▶ **Задание 1**
Перепечатайте дословно фрагмент текста о Нюренберге: начните со слов «Политическое давление усиливалось, противостоять» и остановитесь после слов «до самой смерти.».

▶ **Исходный текст**
Выбрать главу

Политическое давление усиливалось, противостоять ему было трудно и небезопасно. Я всегда недоумевала, куда исчезли работы Нюренберга, написанные в Париже. Оказалось, что он их попросту уничтожил, стараясь отмежеваться от поездки во Францию и знакомства с запрещенными художниками. У него оставались только две картины этого периода небольшого формата на нейтральные темы — городской пейзаж «Дворик музея Клюни» (где находилась знаменитая «обжорка», которую посещал и русские художники) и натюрморт «Устрицы». И офорт Шагала, с которым он не мог расстаться практически до самой смерти.

В какой-то момент Нюренберг просто отошел в сторону. Он не был ни коммунистом, ни официальным художником, но своими картинами отдавал дань официозу, в том числе создавая работы на ленинскую тему. Но почему-то Ленин у него всегда оказывался в Париже — «Ленин у газетного киоска в Париже» (1932), «Ленин на набережной Сены в Париже» (1935), «Ленин в Люксембургском саду» (1931), «Ленин у стены Коммунаров» (1946), «Ленин в парижском кафе» (1953). Складывалось впечатление, что Нюренберг шел на художественную мистификацию. Он хотел рисовать Париж, но во избежание нареканий в низкопоклонстве перед Западом и обвинений в космополитизме вклеивал в Париж образ Ленина, создавая своего рода коллаж. По существу, рисуя Ленина в Париже, он воображал на его месте себя и в то же время как бы задавал предполагаемому зрителю вопрос: «Если уж даже Ленин бывал в Париже, то чего же вы от меня хотите? Какой с меня спрос?»

▶ **Исходные данные**

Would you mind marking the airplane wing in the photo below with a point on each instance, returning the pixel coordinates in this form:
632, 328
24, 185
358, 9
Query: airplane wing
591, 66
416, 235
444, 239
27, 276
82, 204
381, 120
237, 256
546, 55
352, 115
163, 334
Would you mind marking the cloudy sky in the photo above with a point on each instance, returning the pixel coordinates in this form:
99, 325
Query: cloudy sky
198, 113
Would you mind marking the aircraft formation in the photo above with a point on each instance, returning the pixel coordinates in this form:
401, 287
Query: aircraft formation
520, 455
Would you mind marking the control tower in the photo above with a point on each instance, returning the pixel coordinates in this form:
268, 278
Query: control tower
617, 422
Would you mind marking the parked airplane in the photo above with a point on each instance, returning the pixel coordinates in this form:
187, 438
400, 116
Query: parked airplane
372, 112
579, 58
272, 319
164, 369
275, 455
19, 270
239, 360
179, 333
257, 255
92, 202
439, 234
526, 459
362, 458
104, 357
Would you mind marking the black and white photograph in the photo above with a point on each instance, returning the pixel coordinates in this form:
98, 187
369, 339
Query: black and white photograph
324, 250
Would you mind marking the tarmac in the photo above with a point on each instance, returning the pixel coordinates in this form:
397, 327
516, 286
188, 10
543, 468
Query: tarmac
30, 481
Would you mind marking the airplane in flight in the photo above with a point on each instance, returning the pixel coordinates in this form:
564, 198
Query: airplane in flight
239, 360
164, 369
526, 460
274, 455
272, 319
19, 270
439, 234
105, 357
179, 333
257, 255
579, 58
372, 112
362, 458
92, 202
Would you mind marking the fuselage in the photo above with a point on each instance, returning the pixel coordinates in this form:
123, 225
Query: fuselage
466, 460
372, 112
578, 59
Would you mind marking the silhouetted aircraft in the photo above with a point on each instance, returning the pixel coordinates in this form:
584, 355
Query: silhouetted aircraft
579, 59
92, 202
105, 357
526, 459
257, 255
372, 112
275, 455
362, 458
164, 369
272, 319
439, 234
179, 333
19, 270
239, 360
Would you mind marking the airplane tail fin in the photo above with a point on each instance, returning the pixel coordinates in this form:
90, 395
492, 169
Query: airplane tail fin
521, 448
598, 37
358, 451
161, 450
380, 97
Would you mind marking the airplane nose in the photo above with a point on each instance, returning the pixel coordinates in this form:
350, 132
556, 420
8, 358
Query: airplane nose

▶ **Задание 2**
Повторите без изменений строки записей, начиная со строки, в которой есть «Would you mind marking the airplane nose», и заканчивая последней строкой записей.

▶ **Письменный ответ 1**
Политическое давление усиливалось, противостоять ему было трудно и небезопасно. Я всегда недоумевала, куда исчезли работы Нюренберга, написанные в Париже. Оказалось, что он их попросту уничтожил, стараясь отмежеваться от поездки во Францию и знакомства с запрещенными художниками. У него оставались только две картины этого периода небольшого формата на нейтральные темы — городской пейзаж «Дворик музея Клюни» (где находилась знаменитая «обжорка», которую посещал и русские художники) и натюрморт «Устрицы». И офорт Шагала, с которым он не мог расстаться практически до самой смерти.

▶ **Письменный ответ 2**
Would you mind marking the airplane nose in the photo above with a point on each instance, returning the pixel coordinates in this form:
350, 132
556, 420
8, 358
Query: airplane nose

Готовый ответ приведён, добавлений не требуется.